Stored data
## Start

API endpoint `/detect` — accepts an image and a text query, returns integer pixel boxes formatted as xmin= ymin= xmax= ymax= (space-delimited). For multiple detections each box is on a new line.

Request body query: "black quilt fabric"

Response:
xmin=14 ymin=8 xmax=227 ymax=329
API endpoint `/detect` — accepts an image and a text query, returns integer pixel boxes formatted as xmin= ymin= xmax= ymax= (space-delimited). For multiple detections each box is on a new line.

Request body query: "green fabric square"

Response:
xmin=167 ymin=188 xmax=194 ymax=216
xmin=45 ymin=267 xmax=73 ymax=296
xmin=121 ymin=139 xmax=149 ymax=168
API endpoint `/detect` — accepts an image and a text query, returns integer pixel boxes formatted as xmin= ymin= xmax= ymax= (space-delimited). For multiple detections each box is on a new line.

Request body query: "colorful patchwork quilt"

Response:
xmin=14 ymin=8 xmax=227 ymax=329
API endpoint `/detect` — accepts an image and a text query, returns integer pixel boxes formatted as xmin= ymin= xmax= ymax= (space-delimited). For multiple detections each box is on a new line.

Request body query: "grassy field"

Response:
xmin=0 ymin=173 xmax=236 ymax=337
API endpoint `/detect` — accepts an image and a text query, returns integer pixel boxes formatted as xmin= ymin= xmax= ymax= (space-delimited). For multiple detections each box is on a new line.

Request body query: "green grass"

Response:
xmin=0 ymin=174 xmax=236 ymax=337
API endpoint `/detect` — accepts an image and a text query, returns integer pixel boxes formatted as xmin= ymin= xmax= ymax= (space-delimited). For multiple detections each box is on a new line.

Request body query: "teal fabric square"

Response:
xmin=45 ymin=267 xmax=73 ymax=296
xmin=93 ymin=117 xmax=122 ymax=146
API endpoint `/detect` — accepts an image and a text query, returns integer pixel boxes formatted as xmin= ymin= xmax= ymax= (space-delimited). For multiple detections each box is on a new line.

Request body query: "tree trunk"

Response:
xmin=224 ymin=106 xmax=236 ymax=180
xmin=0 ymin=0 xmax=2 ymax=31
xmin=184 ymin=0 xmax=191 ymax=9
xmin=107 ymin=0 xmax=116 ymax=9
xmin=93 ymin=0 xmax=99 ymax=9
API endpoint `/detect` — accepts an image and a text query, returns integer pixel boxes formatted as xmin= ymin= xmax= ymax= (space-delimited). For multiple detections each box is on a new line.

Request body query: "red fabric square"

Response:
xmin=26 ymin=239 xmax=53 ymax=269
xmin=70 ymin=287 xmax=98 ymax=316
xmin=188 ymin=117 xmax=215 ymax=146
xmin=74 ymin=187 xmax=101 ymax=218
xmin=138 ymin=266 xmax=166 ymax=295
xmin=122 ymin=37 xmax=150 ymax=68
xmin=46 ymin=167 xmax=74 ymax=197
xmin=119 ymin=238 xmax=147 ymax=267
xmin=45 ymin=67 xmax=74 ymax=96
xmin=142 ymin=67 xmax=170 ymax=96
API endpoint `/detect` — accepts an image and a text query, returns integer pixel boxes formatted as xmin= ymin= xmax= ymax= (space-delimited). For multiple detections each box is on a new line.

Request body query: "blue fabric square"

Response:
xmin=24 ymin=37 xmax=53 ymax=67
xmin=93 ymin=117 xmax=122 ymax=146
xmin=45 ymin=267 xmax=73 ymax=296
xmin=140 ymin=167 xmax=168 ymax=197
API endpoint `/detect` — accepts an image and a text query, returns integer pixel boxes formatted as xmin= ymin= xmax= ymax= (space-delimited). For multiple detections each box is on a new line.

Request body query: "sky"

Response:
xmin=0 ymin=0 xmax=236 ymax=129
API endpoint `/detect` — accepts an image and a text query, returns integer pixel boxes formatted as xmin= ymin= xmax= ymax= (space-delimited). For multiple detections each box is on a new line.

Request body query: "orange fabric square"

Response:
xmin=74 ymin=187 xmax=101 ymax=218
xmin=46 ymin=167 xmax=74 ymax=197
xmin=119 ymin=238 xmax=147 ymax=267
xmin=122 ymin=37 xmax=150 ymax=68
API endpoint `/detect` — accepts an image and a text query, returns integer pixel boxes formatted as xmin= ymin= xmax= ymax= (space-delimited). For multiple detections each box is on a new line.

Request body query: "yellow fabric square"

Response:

## End

* WORK TO COMPLETE
Can you reproduce the stored data from its first line through the line containing "xmin=0 ymin=173 xmax=236 ymax=337", including that line, swapping "Response" for "Output" and keeping everything else unchanged?

* RIGHT ANSWER
API endpoint `/detect` — accepts an image and a text query, returns integer pixel boxes formatted as xmin= ymin= xmax= ymax= (space-delimited). For multiple detections each box is on a new line.

Request body query: "black quilt fabric"

Output:
xmin=14 ymin=8 xmax=227 ymax=329
API endpoint `/detect` — accepts an image and a text query, returns integer pixel boxes formatted as xmin= ymin= xmax= ymax= (space-delimited). For multiple detections each box is on a new line.

Request body query: "green fabric square"

Output:
xmin=167 ymin=188 xmax=194 ymax=216
xmin=45 ymin=267 xmax=73 ymax=296
xmin=121 ymin=139 xmax=149 ymax=168
API endpoint `/detect` — accepts an image and a text query, returns integer pixel boxes formatted as xmin= ymin= xmax= ymax= (space-delimited). For multiple detections each box is on a new line.

Request body query: "colorful patchwork quilt"

Output:
xmin=14 ymin=8 xmax=227 ymax=329
API endpoint `/detect` — accepts an image and a text query, returns integer pixel boxes formatted as xmin= ymin= xmax= ymax= (space-delimited). For multiple detections each box is on a new line.

Request body query: "grassy field"

Output:
xmin=0 ymin=173 xmax=236 ymax=337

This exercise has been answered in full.